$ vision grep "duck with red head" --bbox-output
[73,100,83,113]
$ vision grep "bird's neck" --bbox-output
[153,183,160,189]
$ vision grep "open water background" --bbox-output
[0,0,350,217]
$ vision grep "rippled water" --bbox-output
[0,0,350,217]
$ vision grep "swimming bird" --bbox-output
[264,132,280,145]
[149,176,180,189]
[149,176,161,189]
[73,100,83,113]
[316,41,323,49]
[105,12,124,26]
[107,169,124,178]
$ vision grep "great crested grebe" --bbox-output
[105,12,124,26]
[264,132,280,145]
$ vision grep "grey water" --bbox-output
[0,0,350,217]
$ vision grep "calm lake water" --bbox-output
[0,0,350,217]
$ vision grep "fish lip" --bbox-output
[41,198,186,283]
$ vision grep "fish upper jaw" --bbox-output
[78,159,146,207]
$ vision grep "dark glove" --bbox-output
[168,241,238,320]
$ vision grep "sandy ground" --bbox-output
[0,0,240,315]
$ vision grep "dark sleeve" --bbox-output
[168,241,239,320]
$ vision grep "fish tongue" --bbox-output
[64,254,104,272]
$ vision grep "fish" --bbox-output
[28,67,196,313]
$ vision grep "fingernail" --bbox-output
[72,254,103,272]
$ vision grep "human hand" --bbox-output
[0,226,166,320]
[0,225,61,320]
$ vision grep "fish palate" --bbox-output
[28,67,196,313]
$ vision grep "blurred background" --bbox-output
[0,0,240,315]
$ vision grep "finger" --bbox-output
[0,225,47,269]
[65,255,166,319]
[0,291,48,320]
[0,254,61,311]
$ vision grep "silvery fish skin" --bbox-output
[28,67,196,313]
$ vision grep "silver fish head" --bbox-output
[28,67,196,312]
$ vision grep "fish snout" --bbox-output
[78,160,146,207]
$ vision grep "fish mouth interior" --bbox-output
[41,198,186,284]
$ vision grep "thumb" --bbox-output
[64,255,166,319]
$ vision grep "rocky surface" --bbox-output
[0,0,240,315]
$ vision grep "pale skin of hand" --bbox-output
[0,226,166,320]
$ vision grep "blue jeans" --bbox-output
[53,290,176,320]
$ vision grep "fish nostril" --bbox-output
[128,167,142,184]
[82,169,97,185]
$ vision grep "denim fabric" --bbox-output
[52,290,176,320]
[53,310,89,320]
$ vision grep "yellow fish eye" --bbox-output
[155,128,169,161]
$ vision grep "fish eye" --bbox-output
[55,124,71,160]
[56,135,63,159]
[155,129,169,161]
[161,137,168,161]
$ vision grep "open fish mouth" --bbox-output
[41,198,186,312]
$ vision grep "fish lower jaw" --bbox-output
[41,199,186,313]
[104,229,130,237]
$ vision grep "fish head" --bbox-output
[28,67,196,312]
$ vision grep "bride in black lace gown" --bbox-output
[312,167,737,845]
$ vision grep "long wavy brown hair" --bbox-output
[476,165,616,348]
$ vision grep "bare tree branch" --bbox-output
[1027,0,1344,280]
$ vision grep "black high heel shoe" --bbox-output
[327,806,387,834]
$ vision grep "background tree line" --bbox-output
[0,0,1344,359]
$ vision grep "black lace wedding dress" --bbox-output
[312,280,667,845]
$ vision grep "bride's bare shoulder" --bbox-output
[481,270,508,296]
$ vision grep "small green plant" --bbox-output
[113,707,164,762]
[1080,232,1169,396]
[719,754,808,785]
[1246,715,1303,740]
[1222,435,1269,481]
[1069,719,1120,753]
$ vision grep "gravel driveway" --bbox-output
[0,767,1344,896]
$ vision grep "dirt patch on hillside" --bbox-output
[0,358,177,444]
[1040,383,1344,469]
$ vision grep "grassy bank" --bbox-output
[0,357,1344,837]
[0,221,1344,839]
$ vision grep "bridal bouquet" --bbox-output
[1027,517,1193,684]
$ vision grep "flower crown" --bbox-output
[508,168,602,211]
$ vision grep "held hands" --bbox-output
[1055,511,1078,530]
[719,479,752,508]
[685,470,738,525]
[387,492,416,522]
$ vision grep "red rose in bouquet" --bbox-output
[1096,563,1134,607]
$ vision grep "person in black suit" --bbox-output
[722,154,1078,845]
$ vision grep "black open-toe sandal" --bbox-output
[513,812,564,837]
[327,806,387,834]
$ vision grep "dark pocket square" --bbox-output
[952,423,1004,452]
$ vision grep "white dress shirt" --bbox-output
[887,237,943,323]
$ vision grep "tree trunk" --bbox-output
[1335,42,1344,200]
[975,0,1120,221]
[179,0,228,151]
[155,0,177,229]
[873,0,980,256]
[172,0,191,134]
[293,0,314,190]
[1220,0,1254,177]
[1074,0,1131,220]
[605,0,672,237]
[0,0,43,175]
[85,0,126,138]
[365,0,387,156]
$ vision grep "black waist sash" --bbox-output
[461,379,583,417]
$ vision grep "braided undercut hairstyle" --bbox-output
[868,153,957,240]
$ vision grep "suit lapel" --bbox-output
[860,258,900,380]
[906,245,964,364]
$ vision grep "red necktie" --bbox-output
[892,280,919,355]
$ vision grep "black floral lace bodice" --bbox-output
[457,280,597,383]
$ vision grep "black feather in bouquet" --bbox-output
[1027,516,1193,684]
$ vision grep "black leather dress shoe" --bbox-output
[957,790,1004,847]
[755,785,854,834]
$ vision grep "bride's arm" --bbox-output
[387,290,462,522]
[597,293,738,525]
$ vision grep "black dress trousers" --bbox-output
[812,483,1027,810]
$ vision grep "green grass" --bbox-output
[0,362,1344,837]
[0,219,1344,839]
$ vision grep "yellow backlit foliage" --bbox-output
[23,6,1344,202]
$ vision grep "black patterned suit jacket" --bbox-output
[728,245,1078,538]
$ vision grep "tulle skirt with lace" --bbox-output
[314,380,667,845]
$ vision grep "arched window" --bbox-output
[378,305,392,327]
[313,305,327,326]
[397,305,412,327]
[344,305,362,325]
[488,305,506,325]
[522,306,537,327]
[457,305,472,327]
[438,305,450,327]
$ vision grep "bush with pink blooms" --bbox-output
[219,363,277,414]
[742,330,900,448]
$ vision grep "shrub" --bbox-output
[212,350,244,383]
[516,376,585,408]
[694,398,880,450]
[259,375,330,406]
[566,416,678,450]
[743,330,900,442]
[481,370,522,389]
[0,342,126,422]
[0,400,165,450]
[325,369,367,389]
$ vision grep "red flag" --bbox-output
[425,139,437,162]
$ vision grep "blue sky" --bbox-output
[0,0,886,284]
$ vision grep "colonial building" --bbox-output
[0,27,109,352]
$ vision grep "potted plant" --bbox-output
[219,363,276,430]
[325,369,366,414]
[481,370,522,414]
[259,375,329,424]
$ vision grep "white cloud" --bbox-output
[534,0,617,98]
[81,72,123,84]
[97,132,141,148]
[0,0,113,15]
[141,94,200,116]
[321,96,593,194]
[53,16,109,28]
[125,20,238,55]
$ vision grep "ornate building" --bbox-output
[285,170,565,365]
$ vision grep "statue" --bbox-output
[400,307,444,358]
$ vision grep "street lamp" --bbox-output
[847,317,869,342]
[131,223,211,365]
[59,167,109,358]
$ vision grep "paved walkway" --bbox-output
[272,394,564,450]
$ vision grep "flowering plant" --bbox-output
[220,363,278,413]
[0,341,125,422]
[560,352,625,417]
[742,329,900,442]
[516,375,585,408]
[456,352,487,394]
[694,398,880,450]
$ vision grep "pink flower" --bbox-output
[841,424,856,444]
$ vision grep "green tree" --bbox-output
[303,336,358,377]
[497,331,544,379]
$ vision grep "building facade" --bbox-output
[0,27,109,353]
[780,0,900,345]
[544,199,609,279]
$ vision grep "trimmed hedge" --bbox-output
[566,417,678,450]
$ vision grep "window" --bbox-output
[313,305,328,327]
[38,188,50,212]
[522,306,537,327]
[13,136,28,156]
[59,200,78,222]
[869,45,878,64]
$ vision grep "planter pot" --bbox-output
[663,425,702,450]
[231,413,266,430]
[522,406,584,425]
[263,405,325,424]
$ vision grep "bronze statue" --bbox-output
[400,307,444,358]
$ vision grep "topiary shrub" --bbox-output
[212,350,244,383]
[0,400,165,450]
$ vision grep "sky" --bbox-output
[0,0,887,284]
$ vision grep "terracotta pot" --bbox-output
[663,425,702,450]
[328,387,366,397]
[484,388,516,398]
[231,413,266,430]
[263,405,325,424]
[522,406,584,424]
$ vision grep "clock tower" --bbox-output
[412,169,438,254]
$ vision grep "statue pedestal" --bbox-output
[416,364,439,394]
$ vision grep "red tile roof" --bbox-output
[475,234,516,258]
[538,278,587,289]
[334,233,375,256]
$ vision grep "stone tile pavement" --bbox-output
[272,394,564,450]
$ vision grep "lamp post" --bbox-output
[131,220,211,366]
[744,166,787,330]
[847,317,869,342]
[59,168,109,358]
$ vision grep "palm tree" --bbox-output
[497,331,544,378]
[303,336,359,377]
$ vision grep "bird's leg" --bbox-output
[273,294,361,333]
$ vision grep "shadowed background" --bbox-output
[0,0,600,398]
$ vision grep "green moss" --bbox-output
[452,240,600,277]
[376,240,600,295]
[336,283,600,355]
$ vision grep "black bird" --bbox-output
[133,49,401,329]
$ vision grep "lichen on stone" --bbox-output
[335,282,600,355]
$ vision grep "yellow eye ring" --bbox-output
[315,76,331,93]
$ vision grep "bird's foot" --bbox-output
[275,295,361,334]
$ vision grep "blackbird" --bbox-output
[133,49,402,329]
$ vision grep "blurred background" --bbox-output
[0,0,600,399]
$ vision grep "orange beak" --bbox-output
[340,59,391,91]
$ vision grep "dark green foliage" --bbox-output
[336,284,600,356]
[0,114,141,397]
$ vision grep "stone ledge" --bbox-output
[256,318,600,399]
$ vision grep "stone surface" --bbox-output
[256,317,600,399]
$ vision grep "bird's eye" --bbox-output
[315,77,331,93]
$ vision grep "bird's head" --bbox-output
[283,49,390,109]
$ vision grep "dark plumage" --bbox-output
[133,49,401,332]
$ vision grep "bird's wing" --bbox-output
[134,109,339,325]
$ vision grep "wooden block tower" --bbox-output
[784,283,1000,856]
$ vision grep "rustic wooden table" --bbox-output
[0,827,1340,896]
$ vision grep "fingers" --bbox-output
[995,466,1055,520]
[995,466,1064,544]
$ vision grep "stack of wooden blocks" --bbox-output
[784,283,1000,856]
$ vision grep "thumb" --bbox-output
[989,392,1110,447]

◆ Short task
Please rewrite the records starting at the first one and ending at the line that contains "[107,169,124,178]", swapping "rippled" for "choppy" and leaving everything else unchanged.

◆ Written response
$ vision grep "duck with red head" --bbox-output
[73,100,83,113]
$ vision grep "bird's neck" --bbox-output
[153,183,160,189]
$ vision grep "open water background" --bbox-output
[0,0,350,217]
$ vision grep "choppy water" --bbox-output
[0,0,350,217]
$ vision grep "swimming bird" --bbox-output
[264,132,280,145]
[149,176,180,189]
[149,176,161,189]
[73,100,83,113]
[316,41,323,49]
[105,12,124,26]
[107,169,124,178]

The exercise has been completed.